### Saved entries
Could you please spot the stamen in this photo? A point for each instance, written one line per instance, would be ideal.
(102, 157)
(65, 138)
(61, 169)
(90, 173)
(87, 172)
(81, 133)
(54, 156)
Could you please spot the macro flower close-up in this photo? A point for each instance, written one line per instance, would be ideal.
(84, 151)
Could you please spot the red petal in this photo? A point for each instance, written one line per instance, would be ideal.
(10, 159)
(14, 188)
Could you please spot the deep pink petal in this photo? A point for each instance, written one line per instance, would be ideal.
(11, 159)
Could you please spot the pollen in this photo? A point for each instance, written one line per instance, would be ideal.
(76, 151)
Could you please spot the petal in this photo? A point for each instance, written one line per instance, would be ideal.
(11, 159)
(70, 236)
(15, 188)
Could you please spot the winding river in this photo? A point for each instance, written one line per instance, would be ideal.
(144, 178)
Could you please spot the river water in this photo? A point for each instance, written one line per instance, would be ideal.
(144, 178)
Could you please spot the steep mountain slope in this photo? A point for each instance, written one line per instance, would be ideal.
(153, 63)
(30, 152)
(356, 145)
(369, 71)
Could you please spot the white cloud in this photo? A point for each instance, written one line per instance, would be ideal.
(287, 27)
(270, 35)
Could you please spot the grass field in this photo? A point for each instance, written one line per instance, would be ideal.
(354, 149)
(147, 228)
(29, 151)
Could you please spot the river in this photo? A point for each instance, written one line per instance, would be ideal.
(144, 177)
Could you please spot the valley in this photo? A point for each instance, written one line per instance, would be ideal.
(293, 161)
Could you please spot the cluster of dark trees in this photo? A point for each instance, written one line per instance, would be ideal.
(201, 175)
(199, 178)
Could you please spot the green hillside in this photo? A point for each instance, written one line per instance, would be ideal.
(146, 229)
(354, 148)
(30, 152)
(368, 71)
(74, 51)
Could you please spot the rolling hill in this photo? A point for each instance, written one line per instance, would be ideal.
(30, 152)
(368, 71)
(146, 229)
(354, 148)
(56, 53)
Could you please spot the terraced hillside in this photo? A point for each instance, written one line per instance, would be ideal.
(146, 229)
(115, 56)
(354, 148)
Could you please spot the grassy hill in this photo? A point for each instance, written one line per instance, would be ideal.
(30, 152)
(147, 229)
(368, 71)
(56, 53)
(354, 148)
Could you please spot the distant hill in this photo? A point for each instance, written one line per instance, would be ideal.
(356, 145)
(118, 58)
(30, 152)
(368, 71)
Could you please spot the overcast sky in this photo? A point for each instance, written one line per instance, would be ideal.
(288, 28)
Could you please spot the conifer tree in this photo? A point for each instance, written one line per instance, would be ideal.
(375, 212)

### What to work on
Set down the data once more, exactly as shown above.

### Output for this task
Could you please spot the stamen in this photo? A point for each instance, written one line per instance, would be ideal.
(102, 157)
(65, 138)
(61, 169)
(90, 173)
(87, 172)
(81, 133)
(54, 156)
Could you please spot the macro flower close-up in this photo? A point for each instance, written one line per instance, would be ideal.
(84, 151)
Could you please spot the red petal in this photo? A point for each instance, written one line per instance, would be ideal.
(10, 159)
(14, 188)
Could you please spot the deep pink petal in this photo? A point for each instance, written one line per instance, would be ideal.
(11, 159)
Could you please spot the pollen in this photo? A point for each instance, written one line per instance, would be ideal.
(76, 151)
Could you please spot the petal in this photo? A point for each instance, written one line per instance, would be ideal.
(11, 159)
(70, 236)
(15, 188)
Could you please spot the winding river in this photo? A point for each instance, written one line per instance, would be ideal.
(144, 178)
Could you please spot the river water in this photo? A point for each instance, written one line per instance, would be ideal.
(144, 178)
Could you please spot the steep mountain slope in this photo? A point for each instance, written one line per instance, would be ideal.
(153, 63)
(30, 152)
(356, 145)
(369, 71)
Could you please spot the white cloud in this photo? A point for each instance, written one line per instance, would be ideal.
(287, 27)
(270, 35)
Could you please spot the grass field in this photo? A point for each instance, written one line per instance, would be ideal.
(354, 149)
(147, 228)
(29, 151)
Could you please spot the river in this photo? A point for each instance, written one line per instance, would be ideal.
(144, 177)
Could you please spot the valley in this photo? A point for each instance, written one line per instance, would be ideal.
(293, 161)
Could you please spot the cluster of dark trees in this photo? A point for each instance, written one line per instance, would be ideal.
(201, 175)
(199, 178)
Could you please spot the green hillside in this photo? A point for each instance, written one line per instance, would be ideal.
(146, 229)
(354, 148)
(30, 152)
(368, 71)
(74, 51)
Could you please spot the rolling hill in this photo? A point for each instance, written one line per instance, would be ideal.
(30, 152)
(368, 71)
(146, 229)
(354, 148)
(56, 53)
Could you please spot the terraced hillside in this photo? A point for each instance, written one line per instance, would be ideal.
(146, 229)
(115, 56)
(354, 148)
Could you please spot the grassy hill in this photo? A point for each instance, written one line per instance, would be ideal.
(30, 152)
(147, 229)
(368, 71)
(56, 53)
(354, 148)
Could you please spot the distant hill in this photo? A point for each instance, written one line per instance, would be ideal.
(356, 145)
(118, 58)
(30, 152)
(368, 71)
Could you please spot the overcast sky in this photo? A point for each instance, written one line per instance, would be ideal.
(288, 28)
Could you please spot the conifer tree in this photo? A point for each instance, written one line per instance, would be ideal.
(375, 212)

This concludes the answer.